# Task details
Arrange the lines from the one containing "like [(526, 656)]." through the one containing "[(47, 714)]", both included, as a JSON list of strings with one string per line and any blank lines left out.

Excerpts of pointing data
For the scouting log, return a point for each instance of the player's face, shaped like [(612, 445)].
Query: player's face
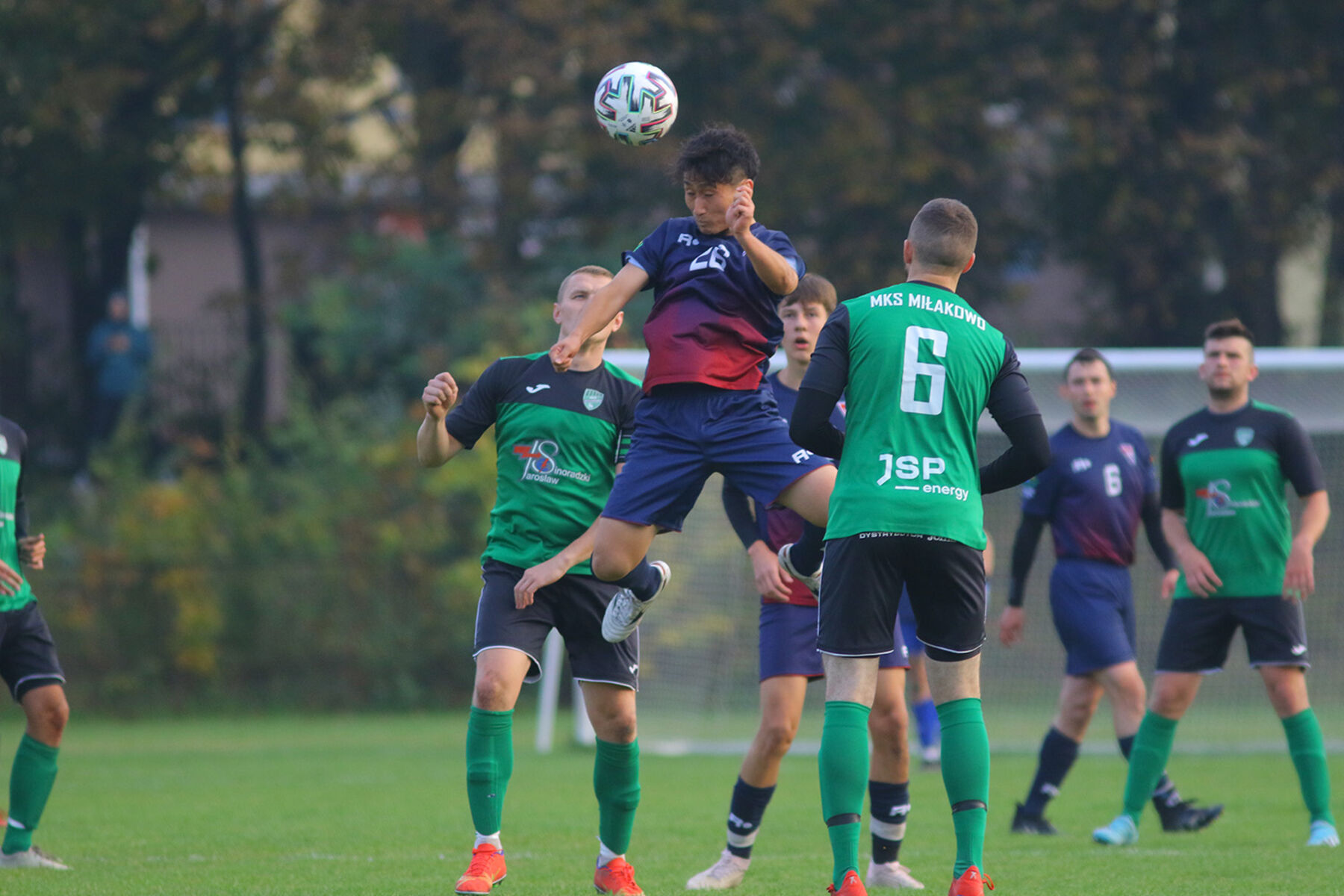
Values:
[(710, 205), (1229, 366), (578, 289), (803, 323), (1089, 388)]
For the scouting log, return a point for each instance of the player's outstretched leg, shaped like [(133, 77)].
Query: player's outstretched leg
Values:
[(638, 588), (1307, 747), (33, 777)]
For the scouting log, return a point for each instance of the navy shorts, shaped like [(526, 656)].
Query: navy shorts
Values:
[(683, 433), (573, 606), (789, 642), (862, 586), (27, 653), (906, 618), (1199, 632), (1093, 606)]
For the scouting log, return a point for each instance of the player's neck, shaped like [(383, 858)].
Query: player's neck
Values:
[(1229, 403), (792, 375), (589, 358), (1095, 428)]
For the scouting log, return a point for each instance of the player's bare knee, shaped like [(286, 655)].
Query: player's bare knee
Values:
[(47, 714)]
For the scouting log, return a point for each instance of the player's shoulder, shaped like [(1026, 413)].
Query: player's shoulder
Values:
[(625, 381), (13, 438)]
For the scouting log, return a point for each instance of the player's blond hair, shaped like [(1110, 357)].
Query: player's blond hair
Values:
[(596, 270), (944, 235), (813, 289)]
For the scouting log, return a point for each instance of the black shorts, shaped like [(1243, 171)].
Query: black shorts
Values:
[(860, 593), (573, 606), (27, 652), (1199, 632)]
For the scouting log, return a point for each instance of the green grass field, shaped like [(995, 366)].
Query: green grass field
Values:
[(376, 805)]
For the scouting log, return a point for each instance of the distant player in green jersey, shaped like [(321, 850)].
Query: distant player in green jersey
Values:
[(1223, 512), (559, 440), (28, 664), (917, 367)]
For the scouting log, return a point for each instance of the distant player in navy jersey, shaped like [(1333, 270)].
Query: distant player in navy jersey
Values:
[(717, 277), (789, 655), (1093, 494)]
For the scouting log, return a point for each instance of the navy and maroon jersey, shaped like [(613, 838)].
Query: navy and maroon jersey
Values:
[(714, 321), (1093, 494)]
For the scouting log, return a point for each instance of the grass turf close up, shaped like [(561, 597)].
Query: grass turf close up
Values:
[(376, 805)]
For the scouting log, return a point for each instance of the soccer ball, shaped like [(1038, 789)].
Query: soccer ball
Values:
[(636, 102)]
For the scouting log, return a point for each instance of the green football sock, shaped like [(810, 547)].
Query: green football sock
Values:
[(843, 765), (616, 781), (1307, 747), (30, 785), (1148, 761), (965, 775), (490, 765)]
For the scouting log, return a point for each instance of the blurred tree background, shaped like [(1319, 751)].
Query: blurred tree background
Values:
[(1137, 167)]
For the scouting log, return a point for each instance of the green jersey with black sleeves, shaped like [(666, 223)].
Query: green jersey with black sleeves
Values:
[(13, 517), (1226, 473), (558, 438)]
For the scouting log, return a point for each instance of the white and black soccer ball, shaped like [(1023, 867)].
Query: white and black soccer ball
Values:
[(636, 102)]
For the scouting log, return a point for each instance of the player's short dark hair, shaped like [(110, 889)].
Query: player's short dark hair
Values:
[(1228, 329), (718, 155), (813, 289), (1088, 356), (944, 235), (597, 270)]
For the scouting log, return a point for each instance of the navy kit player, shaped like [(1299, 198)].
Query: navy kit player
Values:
[(559, 440), (717, 279), (789, 655), (917, 367), (1098, 487), (1225, 470)]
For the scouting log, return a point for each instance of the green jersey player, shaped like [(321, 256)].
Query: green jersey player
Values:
[(559, 441), (1225, 469), (28, 662), (917, 367)]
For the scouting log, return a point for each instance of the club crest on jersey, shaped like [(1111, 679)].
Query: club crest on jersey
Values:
[(1218, 501), (539, 464)]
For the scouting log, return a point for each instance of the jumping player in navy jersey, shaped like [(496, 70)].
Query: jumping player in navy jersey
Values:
[(717, 277), (789, 655), (1098, 487)]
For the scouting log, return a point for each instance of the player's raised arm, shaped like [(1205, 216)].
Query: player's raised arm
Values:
[(435, 447), (1016, 414), (600, 311), (774, 270)]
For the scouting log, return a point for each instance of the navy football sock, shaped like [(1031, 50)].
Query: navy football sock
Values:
[(890, 806), (1058, 753), (745, 815), (643, 581), (806, 553)]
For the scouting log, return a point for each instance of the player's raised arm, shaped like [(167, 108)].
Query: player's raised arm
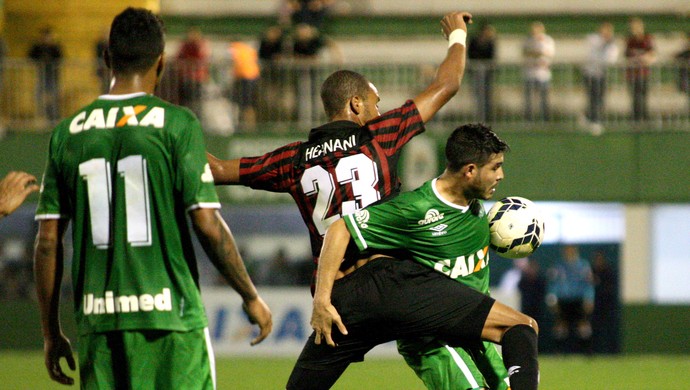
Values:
[(324, 314), (224, 171), (449, 75), (219, 244), (48, 267)]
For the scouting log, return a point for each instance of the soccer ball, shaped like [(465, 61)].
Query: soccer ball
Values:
[(516, 227)]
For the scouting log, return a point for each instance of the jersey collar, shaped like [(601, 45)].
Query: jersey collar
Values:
[(122, 97), (327, 130), (450, 204)]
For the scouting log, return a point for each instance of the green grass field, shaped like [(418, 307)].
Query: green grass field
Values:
[(24, 370)]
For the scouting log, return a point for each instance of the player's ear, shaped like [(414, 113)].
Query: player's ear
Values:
[(355, 105), (160, 66), (469, 170), (106, 58)]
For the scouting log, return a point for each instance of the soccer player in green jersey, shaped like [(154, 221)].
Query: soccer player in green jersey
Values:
[(128, 170), (443, 229), (14, 188)]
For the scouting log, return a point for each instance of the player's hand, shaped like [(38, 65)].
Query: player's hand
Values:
[(322, 319), (14, 188), (455, 21), (259, 314), (56, 349)]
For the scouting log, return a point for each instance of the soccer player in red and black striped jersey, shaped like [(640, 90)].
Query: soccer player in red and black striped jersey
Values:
[(351, 161)]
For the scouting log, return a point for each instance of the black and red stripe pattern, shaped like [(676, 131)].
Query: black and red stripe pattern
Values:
[(331, 181)]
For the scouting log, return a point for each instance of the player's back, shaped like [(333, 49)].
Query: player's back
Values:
[(340, 169), (124, 169)]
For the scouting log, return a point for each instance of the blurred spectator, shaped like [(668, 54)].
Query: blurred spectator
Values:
[(47, 54), (102, 70), (306, 49), (311, 12), (482, 50), (532, 287), (571, 296), (278, 271), (640, 53), (3, 54), (683, 60), (246, 74), (271, 46), (193, 69), (606, 304), (538, 51), (602, 53)]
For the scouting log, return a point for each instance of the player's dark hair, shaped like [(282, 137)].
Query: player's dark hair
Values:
[(339, 87), (472, 143), (137, 39)]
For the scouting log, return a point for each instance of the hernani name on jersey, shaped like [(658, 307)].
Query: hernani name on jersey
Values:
[(110, 303), (117, 117), (332, 145)]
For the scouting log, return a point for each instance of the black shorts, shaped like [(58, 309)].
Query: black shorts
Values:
[(388, 299)]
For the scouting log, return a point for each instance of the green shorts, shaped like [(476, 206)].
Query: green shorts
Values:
[(147, 359), (442, 367)]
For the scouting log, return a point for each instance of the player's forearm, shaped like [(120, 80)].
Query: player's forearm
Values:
[(224, 171), (332, 253), (48, 268), (220, 246)]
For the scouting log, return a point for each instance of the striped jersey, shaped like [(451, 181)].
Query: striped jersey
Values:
[(340, 169), (449, 238), (125, 170)]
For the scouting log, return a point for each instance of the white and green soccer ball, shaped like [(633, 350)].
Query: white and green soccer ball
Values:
[(516, 226)]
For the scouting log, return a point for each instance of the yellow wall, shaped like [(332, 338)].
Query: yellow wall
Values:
[(78, 25)]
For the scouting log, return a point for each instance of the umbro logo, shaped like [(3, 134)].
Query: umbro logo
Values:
[(431, 216), (439, 230), (513, 370)]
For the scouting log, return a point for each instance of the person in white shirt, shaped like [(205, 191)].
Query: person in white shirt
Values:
[(602, 53), (538, 51)]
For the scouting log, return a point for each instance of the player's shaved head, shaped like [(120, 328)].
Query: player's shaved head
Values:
[(339, 88), (472, 143), (137, 39)]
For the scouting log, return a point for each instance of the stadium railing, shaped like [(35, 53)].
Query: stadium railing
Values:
[(286, 97)]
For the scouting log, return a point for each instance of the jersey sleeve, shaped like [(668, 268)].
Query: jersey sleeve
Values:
[(194, 179), (51, 204), (272, 171), (395, 128), (380, 226)]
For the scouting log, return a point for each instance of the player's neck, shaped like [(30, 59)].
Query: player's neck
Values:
[(124, 85), (449, 187)]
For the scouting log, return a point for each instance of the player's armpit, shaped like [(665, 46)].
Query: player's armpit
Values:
[(224, 171)]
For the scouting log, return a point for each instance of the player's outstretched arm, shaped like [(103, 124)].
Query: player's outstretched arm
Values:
[(14, 189), (219, 244), (324, 314), (48, 268), (224, 171), (449, 75)]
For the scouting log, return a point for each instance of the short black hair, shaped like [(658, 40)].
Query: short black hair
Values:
[(137, 39), (339, 88), (473, 143)]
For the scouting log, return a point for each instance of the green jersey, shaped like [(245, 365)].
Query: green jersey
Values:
[(125, 170), (451, 239)]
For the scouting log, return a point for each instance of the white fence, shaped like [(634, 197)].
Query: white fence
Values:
[(286, 97)]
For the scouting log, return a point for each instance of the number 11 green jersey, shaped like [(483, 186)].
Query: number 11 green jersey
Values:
[(125, 170)]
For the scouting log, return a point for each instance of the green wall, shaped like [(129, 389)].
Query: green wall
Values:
[(648, 167)]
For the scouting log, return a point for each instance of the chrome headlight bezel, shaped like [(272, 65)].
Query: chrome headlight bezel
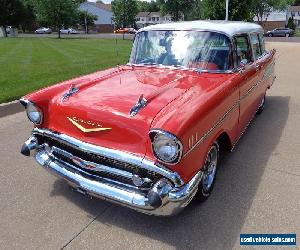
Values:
[(171, 141), (32, 108)]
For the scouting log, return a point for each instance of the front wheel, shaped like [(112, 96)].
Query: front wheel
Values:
[(209, 173)]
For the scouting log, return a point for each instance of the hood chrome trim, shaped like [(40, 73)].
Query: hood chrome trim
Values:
[(73, 89), (141, 103)]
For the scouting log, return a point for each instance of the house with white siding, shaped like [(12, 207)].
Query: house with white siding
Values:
[(104, 15), (144, 19), (294, 12)]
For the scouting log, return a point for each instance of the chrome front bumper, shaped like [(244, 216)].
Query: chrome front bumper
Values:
[(163, 198)]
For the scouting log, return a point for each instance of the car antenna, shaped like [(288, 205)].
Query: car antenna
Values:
[(117, 51)]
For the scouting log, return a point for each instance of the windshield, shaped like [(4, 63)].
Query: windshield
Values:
[(200, 50)]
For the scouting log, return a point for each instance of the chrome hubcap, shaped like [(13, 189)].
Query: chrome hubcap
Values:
[(210, 167)]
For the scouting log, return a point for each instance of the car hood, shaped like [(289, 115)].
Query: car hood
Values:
[(99, 113)]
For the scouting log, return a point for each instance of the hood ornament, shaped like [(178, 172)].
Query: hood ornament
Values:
[(73, 89), (141, 103), (97, 127)]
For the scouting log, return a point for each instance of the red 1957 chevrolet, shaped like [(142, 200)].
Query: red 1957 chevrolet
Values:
[(148, 134)]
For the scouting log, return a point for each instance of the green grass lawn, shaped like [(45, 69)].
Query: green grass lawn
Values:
[(28, 64)]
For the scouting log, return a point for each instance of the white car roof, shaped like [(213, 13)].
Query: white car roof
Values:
[(229, 28)]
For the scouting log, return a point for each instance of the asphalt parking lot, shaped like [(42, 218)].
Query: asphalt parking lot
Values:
[(257, 191)]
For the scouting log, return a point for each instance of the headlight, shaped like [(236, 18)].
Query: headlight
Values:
[(34, 114), (166, 146)]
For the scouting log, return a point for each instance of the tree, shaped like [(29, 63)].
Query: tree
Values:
[(239, 10), (196, 12), (57, 13), (291, 24), (176, 7), (86, 20), (11, 13), (29, 16), (124, 12)]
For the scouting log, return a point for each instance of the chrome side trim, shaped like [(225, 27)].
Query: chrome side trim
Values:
[(221, 120), (212, 129), (113, 154)]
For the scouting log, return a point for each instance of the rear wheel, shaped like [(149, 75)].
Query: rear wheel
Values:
[(262, 105), (209, 173)]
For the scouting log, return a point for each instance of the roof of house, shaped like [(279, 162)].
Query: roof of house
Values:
[(274, 16), (229, 28), (102, 6), (143, 14), (294, 8), (146, 14)]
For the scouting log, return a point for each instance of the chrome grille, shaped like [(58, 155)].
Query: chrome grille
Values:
[(106, 167)]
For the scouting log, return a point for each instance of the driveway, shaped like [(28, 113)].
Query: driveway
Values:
[(257, 191)]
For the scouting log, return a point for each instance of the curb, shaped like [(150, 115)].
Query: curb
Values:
[(10, 108)]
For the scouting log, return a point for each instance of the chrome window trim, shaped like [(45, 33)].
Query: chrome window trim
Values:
[(141, 162), (228, 71)]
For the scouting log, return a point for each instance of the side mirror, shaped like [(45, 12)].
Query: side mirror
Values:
[(243, 63)]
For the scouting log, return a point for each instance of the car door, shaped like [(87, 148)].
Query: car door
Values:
[(248, 78)]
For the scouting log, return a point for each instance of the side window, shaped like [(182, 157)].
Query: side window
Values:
[(242, 49), (255, 46)]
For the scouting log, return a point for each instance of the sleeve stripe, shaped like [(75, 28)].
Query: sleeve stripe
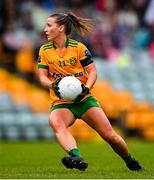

# Answer to this problem
[
  "For the scouting log, return a point for each instance of the navy shorts, shaped like [(526, 656)].",
  "Query: navy shorts",
  "Values:",
  "[(683, 433), (573, 606), (789, 642), (862, 586), (27, 653), (906, 618), (1199, 632), (1093, 606)]",
  "For the scouting log, return a point for each instance of the player's neck, shaped like [(383, 858)].",
  "Query: player's neck",
  "Values:",
  "[(1229, 403), (792, 375), (589, 358), (1095, 428)]",
  "For the scouting log, return a point for each instance of the player's bare knee, shaped like [(286, 655)].",
  "Query: player's bare knee",
  "Values:",
  "[(47, 714)]"
]